**EXCERPT PROVIDED**.

§

Youth Services stock falls 26% Projected earnings for year are below analysts' estimates

September 04, 1996|By Kevin L. McQuaid | Kevin L. McQuaid,SUN STAFF

Youth Services International Inc.'s common stock price plunged 26 percent yesterday after the Owings Mills-based operator of juvenile delinquent centers announced its fiscal year 1996 earnings would be well below Wall Street projections.

The company blamed the $5 drop in its stock price on the stock market's failure to understand a series of one-time charges stemming from an aborted acquisition, debt retirement and the purchase of a management contract.

Youth Services' stock closed yesterday at $14.375 per share. By comparison, the stock traded at $31.25 per share in late May, after a stock split.

"It's just a classic overreaction," said Timothy P. Cole, who was hired in July as Youth Services' chief executive officer. "The prospects for this company have never been better, and management's ability to respond to opportunities have never been better. The long-term outlook for this company is outstanding."

In the near term, however, Youth Services' earnings will fall far short of analysts' expectations. Instead of the roughly $3.9 million, or 42 cents per share, in earnings that Wall Street predicted, the company anticipates it will report net income of between $2.6 million and $3 million for its 1996 fiscal year, which ended June 30.

§

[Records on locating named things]
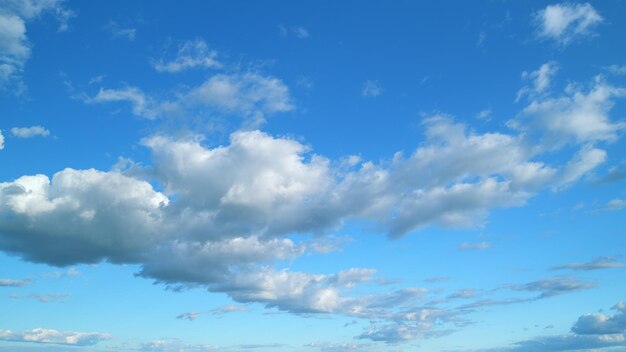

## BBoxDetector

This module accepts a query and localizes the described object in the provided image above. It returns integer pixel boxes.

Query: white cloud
[84,72,294,122]
[11,126,50,138]
[0,279,31,287]
[459,242,491,251]
[0,328,111,346]
[85,87,161,119]
[535,3,604,46]
[515,61,559,102]
[361,80,383,98]
[154,39,223,73]
[105,21,137,42]
[552,256,626,270]
[139,339,218,352]
[508,76,626,148]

§

**SET TASK A**.
Copy out the records on locating named things line for line, leaving out the picture.
**SET TASK B**.
Carry on the article about the fall in Youth Services' stock from the point where it ends.

**WRITTEN RESPONSE A**.
## BBoxDetector

This module accepts a query and localizes the described object in the provided image above. It returns integer pixel boxes.

Query: white cloud
[84,72,294,122]
[11,126,50,138]
[0,279,31,287]
[459,242,491,251]
[0,328,111,346]
[85,87,161,119]
[535,3,604,46]
[515,61,559,102]
[361,80,383,98]
[154,39,223,73]
[105,21,137,42]
[552,256,626,270]
[139,339,218,352]
[508,76,626,148]

**WRITTEN RESPONSE B**.
For its fiscal fourth quarter, Youth Services expects to report net income of between $279,000 and $372,000. Wall Street had anticipated $1.3 million to $1.67 million.

The earnings will also be adversely affected by Youth Services' decision yesterday to purchase Introspect Healthcare Corp. for $4 million in cash and the assumption of $10 million in debt. The company intends to immediately retire the debt, said Bill Mooney, Youth Services' chief financial officer.

Primarily, though, Youth Services' earnings will be hampered by roughly $800,000 in charges associated with the termination of a deal to acquire Three Springs Inc. for $14.2 million in stock and the conversion of $5.7 million in subordinated debentures, and the loss of management fees from a project in Tucson, Ariz.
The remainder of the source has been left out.